*Excerpts from point annotation data*.
* * *
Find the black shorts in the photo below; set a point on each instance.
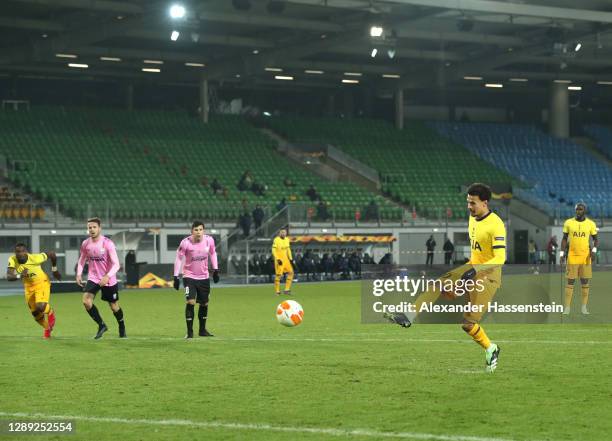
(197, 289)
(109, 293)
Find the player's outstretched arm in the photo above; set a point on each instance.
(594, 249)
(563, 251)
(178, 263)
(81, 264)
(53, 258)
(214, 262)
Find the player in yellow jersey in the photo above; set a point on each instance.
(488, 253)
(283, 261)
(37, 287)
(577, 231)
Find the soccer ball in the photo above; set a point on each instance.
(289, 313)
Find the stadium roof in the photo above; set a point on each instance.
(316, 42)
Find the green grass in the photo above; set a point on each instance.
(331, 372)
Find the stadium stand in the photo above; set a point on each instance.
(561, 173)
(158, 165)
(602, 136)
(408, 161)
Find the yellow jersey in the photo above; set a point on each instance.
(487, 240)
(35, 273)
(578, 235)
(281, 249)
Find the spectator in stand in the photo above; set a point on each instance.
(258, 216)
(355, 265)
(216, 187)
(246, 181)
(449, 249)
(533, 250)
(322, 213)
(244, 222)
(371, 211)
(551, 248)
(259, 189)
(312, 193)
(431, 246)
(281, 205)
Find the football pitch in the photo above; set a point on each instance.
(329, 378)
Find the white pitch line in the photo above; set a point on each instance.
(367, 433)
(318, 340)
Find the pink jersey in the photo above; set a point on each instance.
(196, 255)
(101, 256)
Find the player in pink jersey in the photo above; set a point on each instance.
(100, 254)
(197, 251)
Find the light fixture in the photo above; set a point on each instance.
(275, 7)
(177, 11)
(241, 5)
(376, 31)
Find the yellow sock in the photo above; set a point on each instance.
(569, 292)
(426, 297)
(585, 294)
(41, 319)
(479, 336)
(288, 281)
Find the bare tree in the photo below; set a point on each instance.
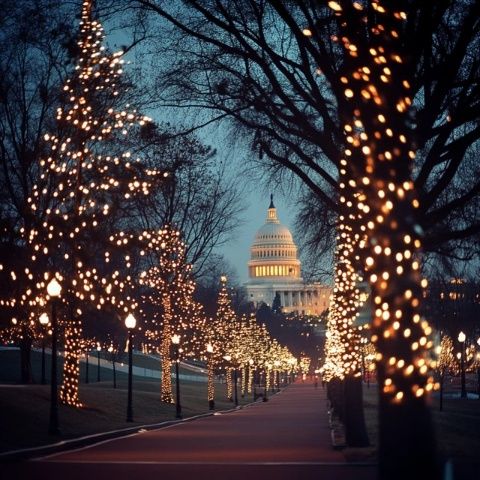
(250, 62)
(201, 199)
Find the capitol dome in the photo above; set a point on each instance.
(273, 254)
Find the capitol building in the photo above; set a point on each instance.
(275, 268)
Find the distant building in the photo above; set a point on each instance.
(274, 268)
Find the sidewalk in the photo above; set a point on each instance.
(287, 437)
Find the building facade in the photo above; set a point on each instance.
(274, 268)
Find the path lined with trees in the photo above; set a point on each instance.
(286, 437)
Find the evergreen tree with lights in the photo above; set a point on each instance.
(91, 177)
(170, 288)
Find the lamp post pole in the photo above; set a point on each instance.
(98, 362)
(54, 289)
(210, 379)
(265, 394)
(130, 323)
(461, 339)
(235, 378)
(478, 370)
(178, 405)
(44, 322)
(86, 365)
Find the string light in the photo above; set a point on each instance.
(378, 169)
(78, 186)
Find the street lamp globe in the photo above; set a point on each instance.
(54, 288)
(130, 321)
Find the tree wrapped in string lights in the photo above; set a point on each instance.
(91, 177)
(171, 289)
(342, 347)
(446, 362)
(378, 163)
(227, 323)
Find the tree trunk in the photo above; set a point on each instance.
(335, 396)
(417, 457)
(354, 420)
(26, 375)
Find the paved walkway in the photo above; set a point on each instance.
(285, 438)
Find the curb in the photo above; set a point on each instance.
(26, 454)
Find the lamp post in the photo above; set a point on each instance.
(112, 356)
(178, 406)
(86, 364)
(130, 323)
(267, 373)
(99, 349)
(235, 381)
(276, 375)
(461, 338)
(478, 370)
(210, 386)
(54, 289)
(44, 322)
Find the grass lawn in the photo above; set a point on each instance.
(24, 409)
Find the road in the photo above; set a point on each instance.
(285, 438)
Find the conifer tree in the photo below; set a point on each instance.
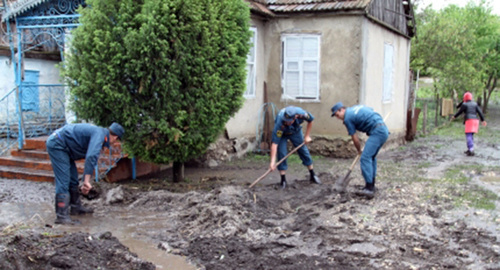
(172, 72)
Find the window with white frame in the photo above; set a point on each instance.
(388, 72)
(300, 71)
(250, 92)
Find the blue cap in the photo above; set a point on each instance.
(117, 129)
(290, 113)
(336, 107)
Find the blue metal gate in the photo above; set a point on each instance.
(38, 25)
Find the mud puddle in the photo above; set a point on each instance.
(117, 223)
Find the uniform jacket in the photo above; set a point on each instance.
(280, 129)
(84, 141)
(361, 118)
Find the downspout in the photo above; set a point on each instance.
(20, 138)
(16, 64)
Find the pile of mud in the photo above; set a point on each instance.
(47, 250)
* * *
*WORK INSTRUCTIONS*. Reproduce the material above verbatim, line for line, omitting the pictures.

*EXERCISE OUTPUT*.
Find the black shorts in the photo below; set a point on each instance.
(197, 289)
(109, 293)
Find the player's outstretched arm in the photo above; set a point on each instance.
(594, 249)
(563, 251)
(178, 263)
(81, 264)
(53, 258)
(214, 262)
Find the player in yellow jersey in the photo above; set a point on each instance.
(488, 253)
(283, 261)
(37, 287)
(577, 231)
Find the soccer ball in the photo above; set a point on each instance.
(289, 313)
Find the stadium roof in the photo above; set a point on each instance.
(316, 42)
Find the green grass in the photo above; set a point on each instance.
(331, 372)
Find the stadium stand in the photo above; set a point on each instance.
(561, 173)
(158, 165)
(602, 136)
(408, 161)
Find the yellow jersey in the photo above; set a point on each instance.
(487, 240)
(35, 273)
(578, 235)
(281, 249)
Find the spectator in stand in the photo above; set a point on each instance.
(258, 216)
(355, 265)
(216, 187)
(246, 181)
(449, 249)
(533, 250)
(322, 213)
(244, 222)
(371, 211)
(551, 248)
(259, 189)
(312, 193)
(431, 246)
(281, 205)
Find the football pitch in the photo above; set a point on each instance.
(329, 378)
Find the white pitch line in the photo above; set a point on each instance.
(367, 433)
(318, 340)
Find the pink jersey in the photo above; set a point on each instance.
(196, 255)
(101, 256)
Find the player in pink jersey in the photo above; set a point on each instance.
(100, 254)
(197, 251)
Find the light fixture in the photo above; set a point on each instance.
(275, 7)
(177, 11)
(241, 5)
(376, 31)
Find the yellow sock in the photo above; set a point on each instance.
(569, 292)
(426, 297)
(585, 294)
(41, 319)
(479, 336)
(288, 281)
Find the bare tree in the photo below; set a point on each instance.
(250, 62)
(201, 199)
Find the capitol dome in the photo above; set a point on each instance.
(273, 254)
Find the capitol building in the photo above; set a point on each instance.
(275, 268)
Find the distant building in the photo above; set a point on each instance.
(274, 268)
Find the sidewalk in the photo above; set a point on each instance.
(287, 437)
Find the building facade in the photo above; set a point on each instance.
(274, 268)
Find the path lined with trees in the photo above; set a point on each instance.
(286, 437)
Find the evergreen tree with lights in the photo above; set a point on each instance.
(91, 177)
(170, 288)
Find the lamp post pole in the photo above; set a point on each instance.
(98, 362)
(54, 289)
(210, 379)
(265, 394)
(130, 323)
(461, 339)
(235, 378)
(478, 370)
(178, 405)
(44, 322)
(86, 365)
Find the string light in the photo above; set a point on each instance.
(378, 169)
(78, 186)
Find the street lamp globe in the photo above; set a point on each instance.
(54, 288)
(130, 321)
Find the tree wrapped in string lights in the photo above; set a point on each instance.
(91, 177)
(171, 289)
(342, 347)
(446, 362)
(378, 163)
(227, 323)
Find the tree trunk in the photo above; set a point on each instance.
(335, 396)
(417, 457)
(354, 420)
(26, 375)
Find the paved walkway in the photo above; set a point on each instance.
(285, 438)
Find the curb in the photo above; set a point on each instance.
(26, 454)
Find the lamp post in the photo above; set a point on each instance.
(112, 356)
(178, 406)
(86, 364)
(130, 323)
(267, 373)
(99, 349)
(235, 381)
(276, 375)
(461, 338)
(478, 370)
(210, 386)
(54, 289)
(44, 322)
Find the grass lawn in the photo above; set a point on each instance.
(24, 409)
Find the road in the photo above; set a point on each instance.
(285, 438)
Find the conifer tree in the photo below; set a point on each instance.
(172, 72)
Find the window with white frame in the photo above; set a point on each instance.
(388, 72)
(300, 71)
(250, 92)
Find the blue cap in the photo above; set a point on each instance.
(117, 129)
(290, 113)
(336, 107)
Find the blue metal gate in the photo above; set a point on each instance.
(38, 25)
Find the mud puddle in the photo above; set a point on each instance.
(117, 223)
Find the uniform jacket in the photo above; set a point on each instance.
(280, 129)
(84, 141)
(361, 118)
Find the downspout in the photo above; set a point on each instance.
(20, 138)
(16, 64)
Find the pile of mud in the photo above; set a point on each instance.
(47, 250)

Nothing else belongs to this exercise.